--- begin Data supplied ---

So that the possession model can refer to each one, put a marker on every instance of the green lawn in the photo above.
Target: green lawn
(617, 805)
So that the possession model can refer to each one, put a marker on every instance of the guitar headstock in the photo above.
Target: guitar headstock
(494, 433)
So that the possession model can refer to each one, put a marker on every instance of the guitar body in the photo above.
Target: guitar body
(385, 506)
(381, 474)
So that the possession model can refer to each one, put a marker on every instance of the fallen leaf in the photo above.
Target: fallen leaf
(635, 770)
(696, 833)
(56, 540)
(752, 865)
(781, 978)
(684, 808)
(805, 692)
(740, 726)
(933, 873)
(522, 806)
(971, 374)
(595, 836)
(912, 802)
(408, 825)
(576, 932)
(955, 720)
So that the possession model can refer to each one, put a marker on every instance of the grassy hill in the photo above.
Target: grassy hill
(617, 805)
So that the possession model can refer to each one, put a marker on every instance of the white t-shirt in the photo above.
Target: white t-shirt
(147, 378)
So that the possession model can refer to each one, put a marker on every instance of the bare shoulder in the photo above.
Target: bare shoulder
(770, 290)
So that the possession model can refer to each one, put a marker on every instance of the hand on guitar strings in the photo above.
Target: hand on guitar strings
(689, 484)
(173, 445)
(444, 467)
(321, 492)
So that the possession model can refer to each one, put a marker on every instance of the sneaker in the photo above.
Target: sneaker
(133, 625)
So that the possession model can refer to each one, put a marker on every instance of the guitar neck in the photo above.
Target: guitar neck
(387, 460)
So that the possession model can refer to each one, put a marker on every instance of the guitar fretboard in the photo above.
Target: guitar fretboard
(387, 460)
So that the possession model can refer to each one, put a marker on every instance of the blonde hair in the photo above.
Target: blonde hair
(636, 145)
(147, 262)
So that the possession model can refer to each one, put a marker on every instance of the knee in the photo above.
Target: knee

--- end Data supplied ---

• Task requirements: Rewrite everything from the line containing "knee in the photo above." down to the end of the listing, swapping "marker" for "point" and leaving the rest unchanged.

• In response:
So that the possession model can refer to each one, put a point on every instance of the knee in the photo above.
Target: knee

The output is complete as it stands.